- [YOUR INSTRUCTIONS] Scan the entries below for the word "tire". Copy out every line in which it occurs.

THE DATA below:

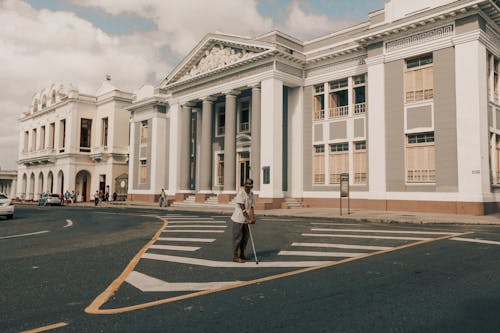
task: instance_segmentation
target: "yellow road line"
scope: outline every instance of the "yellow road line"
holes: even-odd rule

End of THE DATA.
THE DATA below:

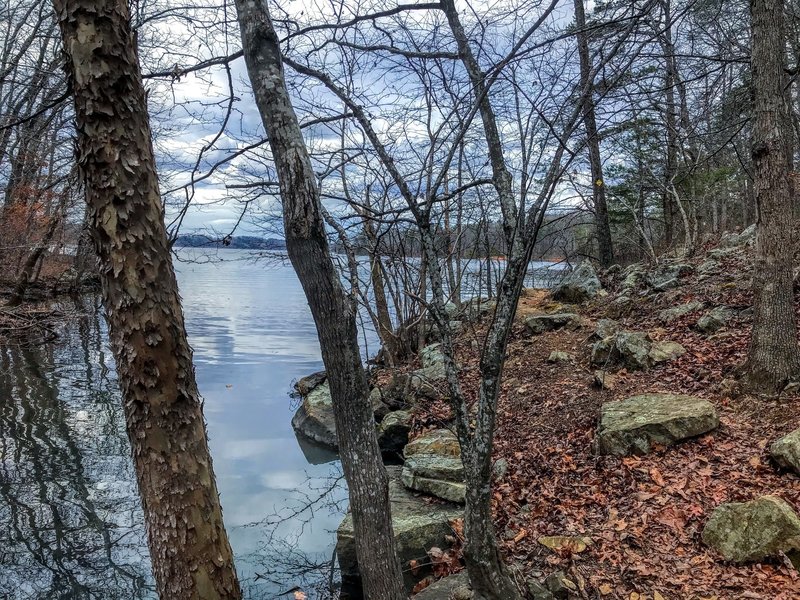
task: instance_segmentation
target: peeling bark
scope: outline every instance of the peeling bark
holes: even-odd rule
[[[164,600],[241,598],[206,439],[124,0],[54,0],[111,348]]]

End of THE DATA.
THE DATA below:

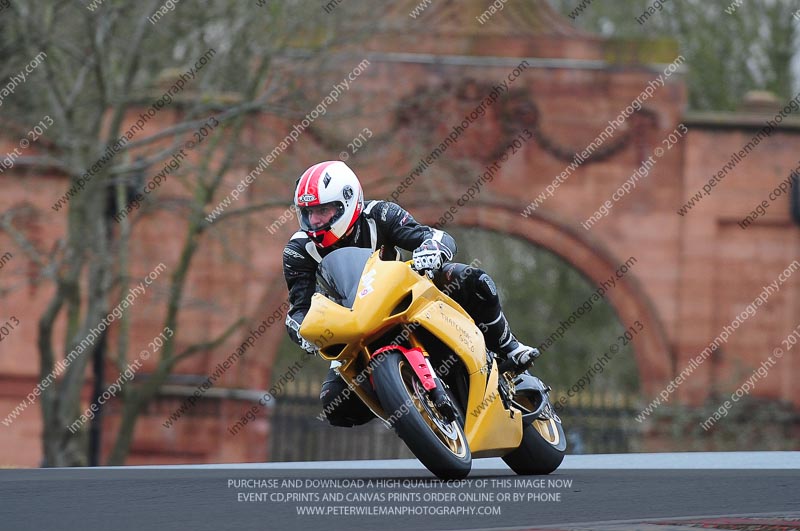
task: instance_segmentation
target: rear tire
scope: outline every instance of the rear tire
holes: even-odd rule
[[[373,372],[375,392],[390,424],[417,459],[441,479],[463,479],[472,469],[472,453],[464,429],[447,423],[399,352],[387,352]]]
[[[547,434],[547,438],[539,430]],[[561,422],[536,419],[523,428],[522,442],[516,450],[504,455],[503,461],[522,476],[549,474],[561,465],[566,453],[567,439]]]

End of THE DATA.

- [FINISHED TASK]
target: rear tire
scope: outline every instance of the rear tire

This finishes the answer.